§ **AIM OF THE EXERCISE**:
The answer should hold nothing but the lines from the one with "In the photo above, where can the small" through the end of the listing below, each exactly as written.
• • • • • • •
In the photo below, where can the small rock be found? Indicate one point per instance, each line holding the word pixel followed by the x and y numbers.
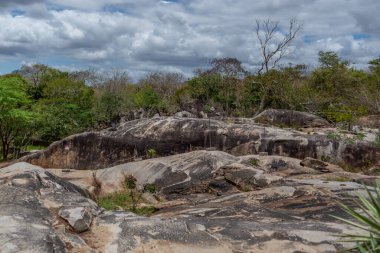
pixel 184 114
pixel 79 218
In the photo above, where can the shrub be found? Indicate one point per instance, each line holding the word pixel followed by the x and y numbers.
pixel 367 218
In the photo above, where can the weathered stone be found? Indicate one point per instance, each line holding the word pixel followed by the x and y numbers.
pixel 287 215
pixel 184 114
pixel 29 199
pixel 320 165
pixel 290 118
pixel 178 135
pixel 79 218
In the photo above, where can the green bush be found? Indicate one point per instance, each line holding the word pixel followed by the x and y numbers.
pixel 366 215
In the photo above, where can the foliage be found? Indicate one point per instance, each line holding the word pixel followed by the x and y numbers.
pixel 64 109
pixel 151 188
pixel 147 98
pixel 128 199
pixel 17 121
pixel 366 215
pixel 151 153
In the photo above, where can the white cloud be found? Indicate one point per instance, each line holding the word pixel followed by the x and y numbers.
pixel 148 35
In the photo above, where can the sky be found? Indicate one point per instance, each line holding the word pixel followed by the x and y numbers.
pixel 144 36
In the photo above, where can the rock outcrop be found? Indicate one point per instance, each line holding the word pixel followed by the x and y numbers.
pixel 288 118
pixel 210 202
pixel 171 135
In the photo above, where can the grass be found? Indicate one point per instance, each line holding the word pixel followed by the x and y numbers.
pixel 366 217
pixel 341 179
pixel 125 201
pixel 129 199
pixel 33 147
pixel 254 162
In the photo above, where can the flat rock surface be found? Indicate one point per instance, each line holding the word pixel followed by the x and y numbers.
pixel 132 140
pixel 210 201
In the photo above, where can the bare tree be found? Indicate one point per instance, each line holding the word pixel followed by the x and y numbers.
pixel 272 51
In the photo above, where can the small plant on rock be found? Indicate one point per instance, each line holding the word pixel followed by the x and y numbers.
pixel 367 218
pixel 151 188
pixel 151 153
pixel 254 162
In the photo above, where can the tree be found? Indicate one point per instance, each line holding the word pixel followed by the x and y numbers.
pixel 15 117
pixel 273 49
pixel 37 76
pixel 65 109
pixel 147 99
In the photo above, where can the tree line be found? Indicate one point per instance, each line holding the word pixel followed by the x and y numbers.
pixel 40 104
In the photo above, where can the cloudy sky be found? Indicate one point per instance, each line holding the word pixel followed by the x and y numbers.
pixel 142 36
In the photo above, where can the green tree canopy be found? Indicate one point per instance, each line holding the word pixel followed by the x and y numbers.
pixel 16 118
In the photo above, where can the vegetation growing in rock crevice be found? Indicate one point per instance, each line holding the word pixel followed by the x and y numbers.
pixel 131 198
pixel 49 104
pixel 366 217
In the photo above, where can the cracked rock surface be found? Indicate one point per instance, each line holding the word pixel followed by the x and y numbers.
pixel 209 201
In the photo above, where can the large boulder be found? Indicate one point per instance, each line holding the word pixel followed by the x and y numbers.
• • • • • • •
§ **RESULT FOR THIS TASK**:
In the photo above, where can the small plant on rock be found? Indicate one point per instance, each line holding the word pixel followed by the x and y numbers.
pixel 367 218
pixel 151 188
pixel 151 153
pixel 254 162
In the photo above, where can the tree be found? Indicate one point per instance, each line holding the word pixel followed by the x and y numbers.
pixel 15 117
pixel 273 49
pixel 37 76
pixel 65 109
pixel 147 99
In the photo above, where can the tree line be found? Indicate one point per instance, each line holding the word pixel followed by the x and y numbers.
pixel 40 104
In the photo above, where can the cloudy sky be found? Indicate one point per instance, each line holding the word pixel followed by the x and y numbers.
pixel 142 36
In the photo above, where can the green tree canopy be found? Indicate one point per instance, each line holding the word pixel followed by the x and y numbers.
pixel 16 118
In the photo above, where can the vegetation growing in rock crevice be found? Indicate one point per instance, each line holding the word pixel followed by the x and y numbers.
pixel 131 198
pixel 49 104
pixel 366 217
In the photo above, where can the cracked rock surface be found? Indicate one point per instance, each line holding the word pixel followed by the x and y numbers.
pixel 209 201
In the photo above, where can the large boulder be found? Indicate one point per instance, each line holding the word pixel followed by the x and y numbers.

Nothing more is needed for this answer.